Directions.
Arrange the data from the line with "One pin marks each instance of the ambulance wiper." to the line with "One pin marks each instance of the red", both included, as a numbered list, leaving out any blank lines.

-- Begin Task material --

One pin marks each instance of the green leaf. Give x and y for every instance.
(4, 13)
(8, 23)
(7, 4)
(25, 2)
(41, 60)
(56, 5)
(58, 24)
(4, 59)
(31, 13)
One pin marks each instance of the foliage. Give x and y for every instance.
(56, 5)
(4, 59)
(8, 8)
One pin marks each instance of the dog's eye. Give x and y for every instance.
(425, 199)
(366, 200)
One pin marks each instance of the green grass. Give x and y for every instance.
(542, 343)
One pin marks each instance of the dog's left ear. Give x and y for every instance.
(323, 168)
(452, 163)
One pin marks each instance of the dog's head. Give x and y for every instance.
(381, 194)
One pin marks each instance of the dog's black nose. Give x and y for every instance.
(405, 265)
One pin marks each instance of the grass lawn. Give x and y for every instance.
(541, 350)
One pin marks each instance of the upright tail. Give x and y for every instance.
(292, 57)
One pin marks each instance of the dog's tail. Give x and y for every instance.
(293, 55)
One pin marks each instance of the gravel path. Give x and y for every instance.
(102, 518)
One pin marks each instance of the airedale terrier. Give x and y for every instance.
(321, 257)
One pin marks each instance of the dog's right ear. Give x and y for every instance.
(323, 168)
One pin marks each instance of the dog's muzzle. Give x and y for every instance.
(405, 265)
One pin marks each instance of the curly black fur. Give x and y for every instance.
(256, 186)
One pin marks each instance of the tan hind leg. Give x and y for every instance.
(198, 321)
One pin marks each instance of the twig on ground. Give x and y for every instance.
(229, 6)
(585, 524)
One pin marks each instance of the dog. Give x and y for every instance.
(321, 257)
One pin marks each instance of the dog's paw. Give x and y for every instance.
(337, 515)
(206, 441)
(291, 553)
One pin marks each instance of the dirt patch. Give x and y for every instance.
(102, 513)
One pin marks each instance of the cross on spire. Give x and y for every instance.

-- End Task material --
-- Begin Task material --

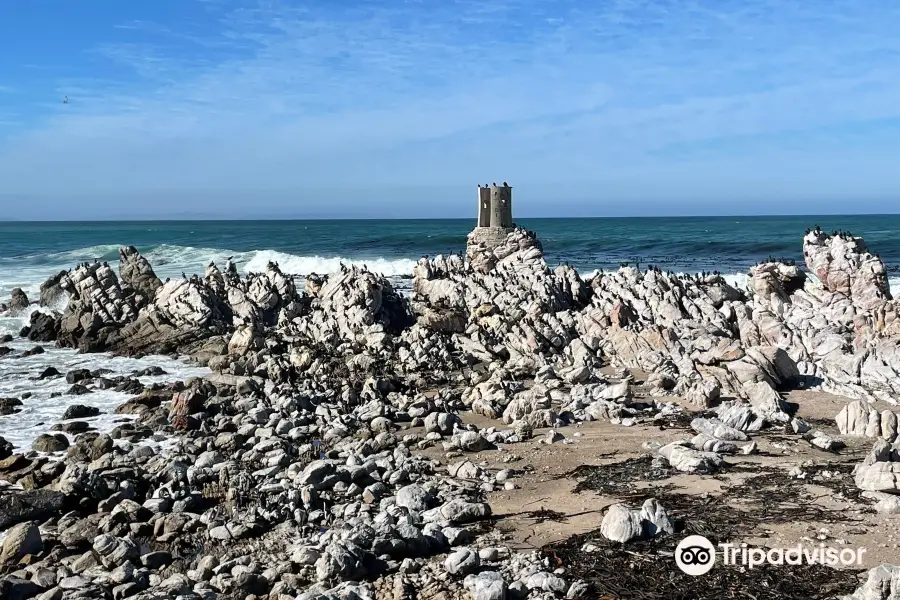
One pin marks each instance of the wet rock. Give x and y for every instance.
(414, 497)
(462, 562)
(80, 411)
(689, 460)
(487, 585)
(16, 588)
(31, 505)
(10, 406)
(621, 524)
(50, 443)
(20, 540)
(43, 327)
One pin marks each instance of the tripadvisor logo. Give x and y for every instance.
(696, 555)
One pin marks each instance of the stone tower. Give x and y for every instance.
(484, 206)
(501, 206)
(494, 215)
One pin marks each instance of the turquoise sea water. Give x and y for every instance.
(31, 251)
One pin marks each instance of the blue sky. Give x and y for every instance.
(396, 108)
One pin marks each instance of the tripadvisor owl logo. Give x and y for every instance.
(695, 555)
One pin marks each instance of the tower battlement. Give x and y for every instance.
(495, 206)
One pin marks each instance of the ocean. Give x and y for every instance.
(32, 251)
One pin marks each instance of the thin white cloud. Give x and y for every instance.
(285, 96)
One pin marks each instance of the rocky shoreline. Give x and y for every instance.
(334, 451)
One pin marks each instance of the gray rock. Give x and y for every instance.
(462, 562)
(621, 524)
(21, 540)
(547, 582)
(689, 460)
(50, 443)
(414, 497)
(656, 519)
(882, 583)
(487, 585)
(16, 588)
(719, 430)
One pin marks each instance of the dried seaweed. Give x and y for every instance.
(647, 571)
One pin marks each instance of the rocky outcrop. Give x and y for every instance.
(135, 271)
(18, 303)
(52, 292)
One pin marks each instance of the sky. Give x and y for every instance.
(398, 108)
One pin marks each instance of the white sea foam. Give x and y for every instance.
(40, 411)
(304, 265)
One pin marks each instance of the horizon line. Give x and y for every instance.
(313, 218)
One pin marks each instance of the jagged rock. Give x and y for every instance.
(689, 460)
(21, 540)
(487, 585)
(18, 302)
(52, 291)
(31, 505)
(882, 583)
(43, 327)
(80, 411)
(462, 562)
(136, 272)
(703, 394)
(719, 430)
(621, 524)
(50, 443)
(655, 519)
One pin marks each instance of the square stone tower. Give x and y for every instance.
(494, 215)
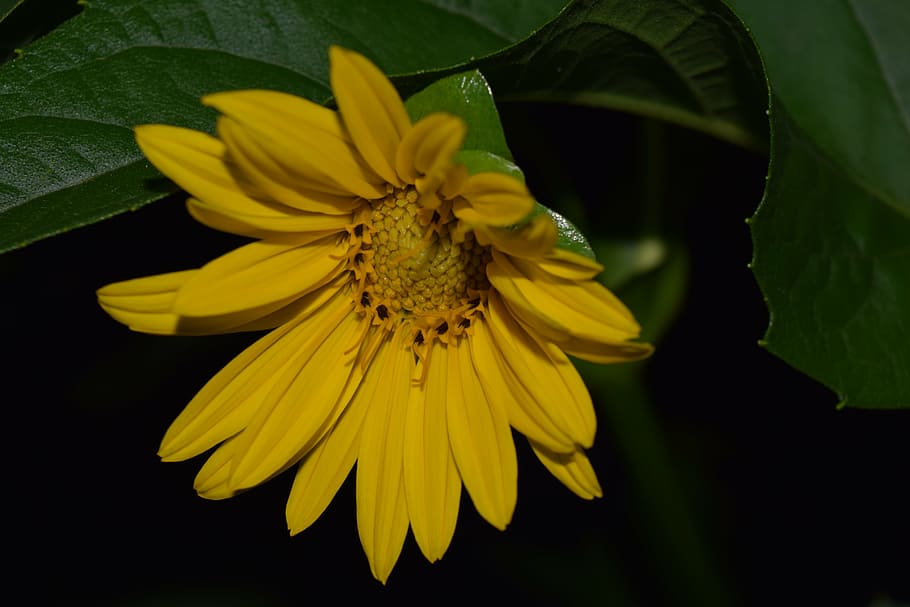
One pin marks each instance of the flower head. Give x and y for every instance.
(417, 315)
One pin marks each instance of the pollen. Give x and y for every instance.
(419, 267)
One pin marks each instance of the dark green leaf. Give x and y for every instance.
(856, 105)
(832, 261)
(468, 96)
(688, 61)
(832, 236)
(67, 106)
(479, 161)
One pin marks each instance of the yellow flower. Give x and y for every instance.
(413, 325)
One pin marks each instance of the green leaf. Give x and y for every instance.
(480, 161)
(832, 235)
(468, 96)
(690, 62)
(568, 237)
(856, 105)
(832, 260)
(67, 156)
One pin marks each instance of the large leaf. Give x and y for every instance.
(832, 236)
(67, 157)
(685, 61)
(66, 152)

-- End Task material --
-- Begin Task material --

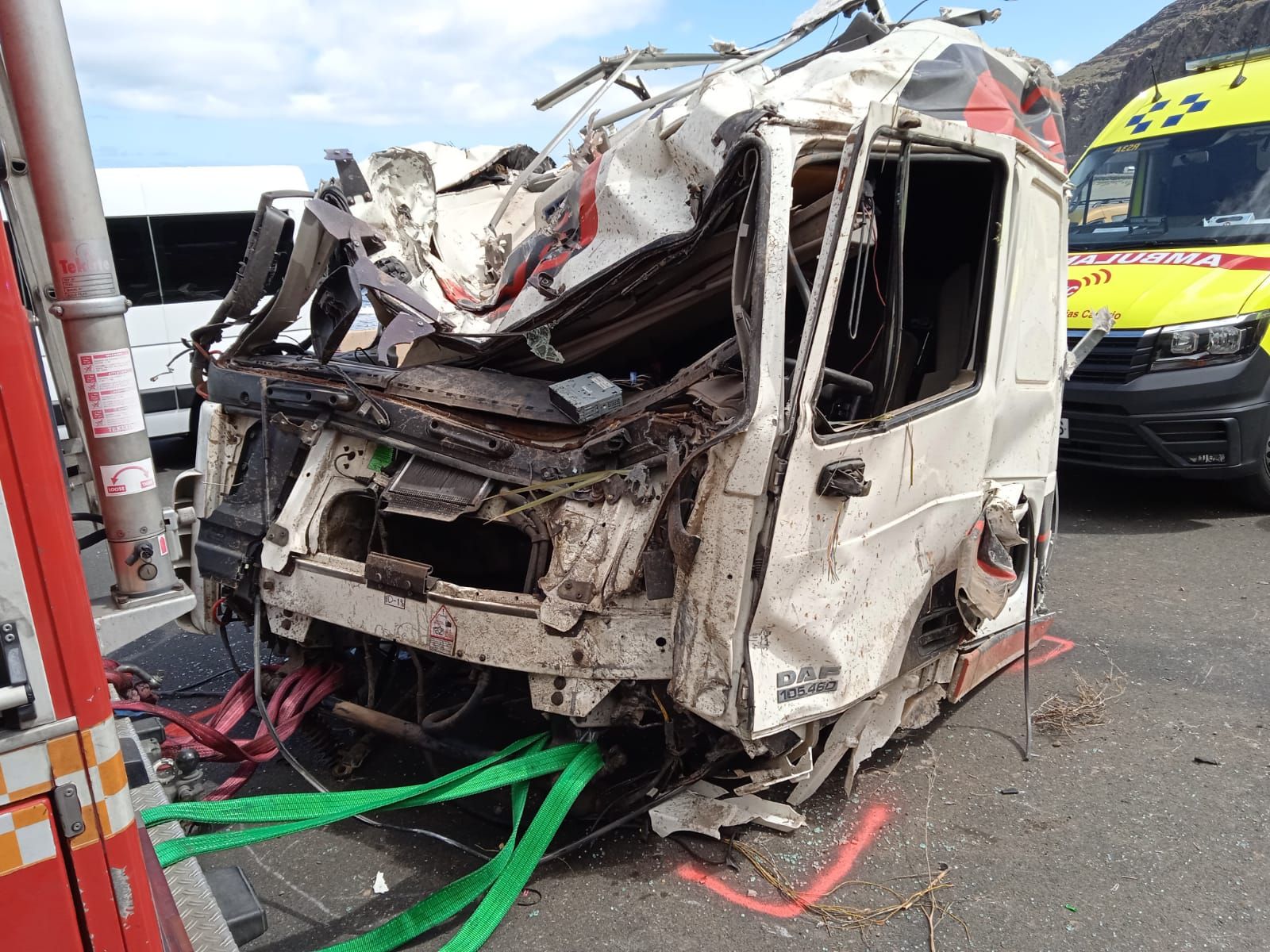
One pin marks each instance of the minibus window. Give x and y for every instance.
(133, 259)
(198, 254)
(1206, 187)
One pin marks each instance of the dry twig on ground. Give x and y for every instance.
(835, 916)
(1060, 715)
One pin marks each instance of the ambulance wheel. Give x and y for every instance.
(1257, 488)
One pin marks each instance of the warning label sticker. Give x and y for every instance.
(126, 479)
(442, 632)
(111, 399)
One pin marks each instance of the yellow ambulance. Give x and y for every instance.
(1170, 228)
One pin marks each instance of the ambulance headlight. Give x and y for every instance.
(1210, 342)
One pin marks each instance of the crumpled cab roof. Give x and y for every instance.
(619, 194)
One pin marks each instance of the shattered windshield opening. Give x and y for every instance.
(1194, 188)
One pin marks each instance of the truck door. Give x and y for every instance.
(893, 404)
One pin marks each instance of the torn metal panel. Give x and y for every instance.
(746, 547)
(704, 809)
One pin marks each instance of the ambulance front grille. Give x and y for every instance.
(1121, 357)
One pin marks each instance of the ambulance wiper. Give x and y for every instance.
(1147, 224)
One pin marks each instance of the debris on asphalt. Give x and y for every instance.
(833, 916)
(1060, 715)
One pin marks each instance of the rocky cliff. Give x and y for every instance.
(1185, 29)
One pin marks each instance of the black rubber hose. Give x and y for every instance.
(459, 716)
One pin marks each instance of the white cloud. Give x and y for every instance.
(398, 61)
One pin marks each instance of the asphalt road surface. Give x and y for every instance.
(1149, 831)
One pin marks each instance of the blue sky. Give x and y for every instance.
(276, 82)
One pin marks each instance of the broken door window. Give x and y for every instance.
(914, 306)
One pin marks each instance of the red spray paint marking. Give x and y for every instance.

-- End Task material --

Answer.
1. One pin marks each instance of the ambulance wiper. Give x and y for every instance.
2. (1147, 224)
3. One pin marks each instance of the debris on asphalt. Give x and y for every instance.
4. (833, 916)
5. (1060, 715)
6. One pin marks each instance of the rocky cliff. Give x and y for every instance.
7. (1185, 29)
8. One pin marks each instance of the black rubber hose. Give x and y for every instance.
9. (459, 716)
10. One pin marks each instance of the white cloud. Give x and y for every instance.
11. (398, 61)
12. One pin marks each instance of the asphalt road surface. Give x and y for every instance.
13. (1149, 831)
14. One pin marks each instance of the blue sky. Give x and y for every instance.
15. (276, 82)
16. One pin marks each instance of the broken door window. Give x and y for every instance.
17. (914, 306)
18. One pin marks each instance of the red spray paint marking. Give x and y for every instance.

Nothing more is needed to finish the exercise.